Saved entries

········

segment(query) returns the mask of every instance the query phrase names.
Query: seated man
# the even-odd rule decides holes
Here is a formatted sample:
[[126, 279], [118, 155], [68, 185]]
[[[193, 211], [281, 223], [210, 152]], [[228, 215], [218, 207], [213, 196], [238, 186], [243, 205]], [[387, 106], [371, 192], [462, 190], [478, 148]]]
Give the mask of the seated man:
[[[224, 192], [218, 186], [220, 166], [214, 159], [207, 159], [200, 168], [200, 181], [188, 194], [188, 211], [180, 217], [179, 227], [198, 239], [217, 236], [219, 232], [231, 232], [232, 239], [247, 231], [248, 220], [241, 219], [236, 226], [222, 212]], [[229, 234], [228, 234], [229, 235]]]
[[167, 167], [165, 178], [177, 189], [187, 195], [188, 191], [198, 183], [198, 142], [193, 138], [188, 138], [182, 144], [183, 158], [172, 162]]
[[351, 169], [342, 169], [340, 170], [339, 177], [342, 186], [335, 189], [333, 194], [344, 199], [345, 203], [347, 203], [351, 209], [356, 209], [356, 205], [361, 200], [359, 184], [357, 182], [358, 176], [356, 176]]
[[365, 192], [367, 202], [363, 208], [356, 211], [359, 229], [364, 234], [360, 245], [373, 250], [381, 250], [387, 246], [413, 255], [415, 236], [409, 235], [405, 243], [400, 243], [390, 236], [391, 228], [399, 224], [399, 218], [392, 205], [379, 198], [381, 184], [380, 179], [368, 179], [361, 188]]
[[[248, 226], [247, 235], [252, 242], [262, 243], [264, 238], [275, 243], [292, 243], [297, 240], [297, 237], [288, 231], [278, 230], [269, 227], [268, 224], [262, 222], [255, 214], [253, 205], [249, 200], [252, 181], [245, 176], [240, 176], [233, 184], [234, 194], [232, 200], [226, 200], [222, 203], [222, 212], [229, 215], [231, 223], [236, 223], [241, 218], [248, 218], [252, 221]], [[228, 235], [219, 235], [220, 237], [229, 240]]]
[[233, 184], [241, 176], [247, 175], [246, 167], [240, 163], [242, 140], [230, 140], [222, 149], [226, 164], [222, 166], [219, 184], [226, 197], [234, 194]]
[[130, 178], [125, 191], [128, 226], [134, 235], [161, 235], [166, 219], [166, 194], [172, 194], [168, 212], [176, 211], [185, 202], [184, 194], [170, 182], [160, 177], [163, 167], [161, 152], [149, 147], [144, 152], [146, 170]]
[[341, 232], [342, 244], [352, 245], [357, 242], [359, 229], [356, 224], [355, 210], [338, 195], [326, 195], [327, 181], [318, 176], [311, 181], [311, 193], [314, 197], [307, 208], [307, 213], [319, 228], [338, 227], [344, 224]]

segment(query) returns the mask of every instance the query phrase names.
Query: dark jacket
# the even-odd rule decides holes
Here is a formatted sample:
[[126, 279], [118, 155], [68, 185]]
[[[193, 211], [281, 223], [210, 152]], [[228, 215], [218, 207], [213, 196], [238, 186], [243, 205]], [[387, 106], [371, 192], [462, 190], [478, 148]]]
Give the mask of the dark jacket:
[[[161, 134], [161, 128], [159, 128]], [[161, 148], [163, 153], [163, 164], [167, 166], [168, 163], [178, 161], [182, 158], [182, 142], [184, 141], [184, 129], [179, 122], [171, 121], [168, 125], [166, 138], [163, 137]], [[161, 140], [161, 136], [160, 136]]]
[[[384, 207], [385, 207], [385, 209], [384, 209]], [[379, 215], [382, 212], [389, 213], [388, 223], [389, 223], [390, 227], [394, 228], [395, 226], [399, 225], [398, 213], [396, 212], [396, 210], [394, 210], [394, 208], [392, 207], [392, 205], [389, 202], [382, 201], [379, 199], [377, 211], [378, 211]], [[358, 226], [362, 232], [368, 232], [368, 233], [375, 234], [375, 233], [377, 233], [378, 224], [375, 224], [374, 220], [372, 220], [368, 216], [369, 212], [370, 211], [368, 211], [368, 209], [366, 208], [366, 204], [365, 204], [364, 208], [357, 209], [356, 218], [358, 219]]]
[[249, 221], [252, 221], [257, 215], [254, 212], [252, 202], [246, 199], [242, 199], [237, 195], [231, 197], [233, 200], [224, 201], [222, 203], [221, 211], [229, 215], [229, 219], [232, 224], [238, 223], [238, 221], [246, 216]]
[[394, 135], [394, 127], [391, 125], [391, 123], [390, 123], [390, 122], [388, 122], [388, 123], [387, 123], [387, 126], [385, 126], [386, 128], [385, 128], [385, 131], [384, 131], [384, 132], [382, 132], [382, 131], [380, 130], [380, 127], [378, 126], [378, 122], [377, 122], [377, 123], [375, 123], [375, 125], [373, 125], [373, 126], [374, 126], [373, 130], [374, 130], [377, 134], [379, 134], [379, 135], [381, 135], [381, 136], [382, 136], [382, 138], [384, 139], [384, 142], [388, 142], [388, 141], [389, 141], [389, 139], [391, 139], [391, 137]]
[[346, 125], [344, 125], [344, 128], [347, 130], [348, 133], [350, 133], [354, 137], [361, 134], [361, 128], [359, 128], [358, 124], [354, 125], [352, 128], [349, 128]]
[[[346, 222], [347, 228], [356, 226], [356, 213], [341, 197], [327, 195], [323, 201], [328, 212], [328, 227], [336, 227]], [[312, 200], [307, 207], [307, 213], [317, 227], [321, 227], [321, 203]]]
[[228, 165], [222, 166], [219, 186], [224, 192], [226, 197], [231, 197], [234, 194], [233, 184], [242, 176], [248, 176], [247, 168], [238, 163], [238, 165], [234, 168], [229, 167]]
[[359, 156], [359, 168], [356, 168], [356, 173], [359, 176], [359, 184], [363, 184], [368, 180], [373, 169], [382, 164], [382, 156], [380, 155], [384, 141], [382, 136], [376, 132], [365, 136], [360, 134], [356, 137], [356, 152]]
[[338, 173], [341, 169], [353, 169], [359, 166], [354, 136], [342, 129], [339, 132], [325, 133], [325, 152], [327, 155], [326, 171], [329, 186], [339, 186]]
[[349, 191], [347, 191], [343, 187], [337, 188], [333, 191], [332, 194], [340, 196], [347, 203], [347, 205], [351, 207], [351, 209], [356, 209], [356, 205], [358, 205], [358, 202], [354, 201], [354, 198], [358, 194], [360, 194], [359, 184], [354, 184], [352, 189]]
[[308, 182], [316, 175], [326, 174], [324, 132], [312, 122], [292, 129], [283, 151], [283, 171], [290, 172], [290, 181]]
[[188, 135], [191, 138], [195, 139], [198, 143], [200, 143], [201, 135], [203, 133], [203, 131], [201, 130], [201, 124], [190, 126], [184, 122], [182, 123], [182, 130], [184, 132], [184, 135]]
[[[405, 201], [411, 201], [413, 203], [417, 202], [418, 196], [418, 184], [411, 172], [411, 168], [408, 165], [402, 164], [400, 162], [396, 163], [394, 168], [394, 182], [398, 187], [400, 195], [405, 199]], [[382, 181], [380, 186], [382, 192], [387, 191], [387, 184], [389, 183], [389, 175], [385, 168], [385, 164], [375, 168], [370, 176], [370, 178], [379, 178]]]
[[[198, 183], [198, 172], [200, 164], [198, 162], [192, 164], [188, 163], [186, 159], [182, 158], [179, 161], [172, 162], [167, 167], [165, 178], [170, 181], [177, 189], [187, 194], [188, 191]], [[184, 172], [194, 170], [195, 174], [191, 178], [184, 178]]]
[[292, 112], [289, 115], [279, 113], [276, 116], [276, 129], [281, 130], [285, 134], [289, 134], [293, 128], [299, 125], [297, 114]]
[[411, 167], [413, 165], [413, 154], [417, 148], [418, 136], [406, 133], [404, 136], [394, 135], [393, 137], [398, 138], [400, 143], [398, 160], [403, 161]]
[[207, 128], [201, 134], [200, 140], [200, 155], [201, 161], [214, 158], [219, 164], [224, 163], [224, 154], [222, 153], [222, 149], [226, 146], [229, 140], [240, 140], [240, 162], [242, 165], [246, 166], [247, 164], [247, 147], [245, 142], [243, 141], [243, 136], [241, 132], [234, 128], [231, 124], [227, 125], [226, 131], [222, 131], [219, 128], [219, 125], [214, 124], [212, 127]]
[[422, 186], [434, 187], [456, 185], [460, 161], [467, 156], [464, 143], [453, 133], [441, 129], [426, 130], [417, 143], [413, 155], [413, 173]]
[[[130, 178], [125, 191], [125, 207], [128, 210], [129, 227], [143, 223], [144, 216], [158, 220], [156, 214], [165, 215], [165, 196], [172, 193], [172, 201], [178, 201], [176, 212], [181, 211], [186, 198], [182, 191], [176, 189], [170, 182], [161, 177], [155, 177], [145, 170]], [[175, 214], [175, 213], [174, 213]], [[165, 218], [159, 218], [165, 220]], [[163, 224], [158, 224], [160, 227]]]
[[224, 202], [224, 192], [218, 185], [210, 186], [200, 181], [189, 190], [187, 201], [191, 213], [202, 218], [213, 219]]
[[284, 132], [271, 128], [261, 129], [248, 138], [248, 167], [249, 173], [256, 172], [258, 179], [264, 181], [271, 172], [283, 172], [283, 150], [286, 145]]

········

Where in the records does the word "Give" appear? Copy each line that holds it.

Give the mask of the seated man:
Give the mask of the dark jacket:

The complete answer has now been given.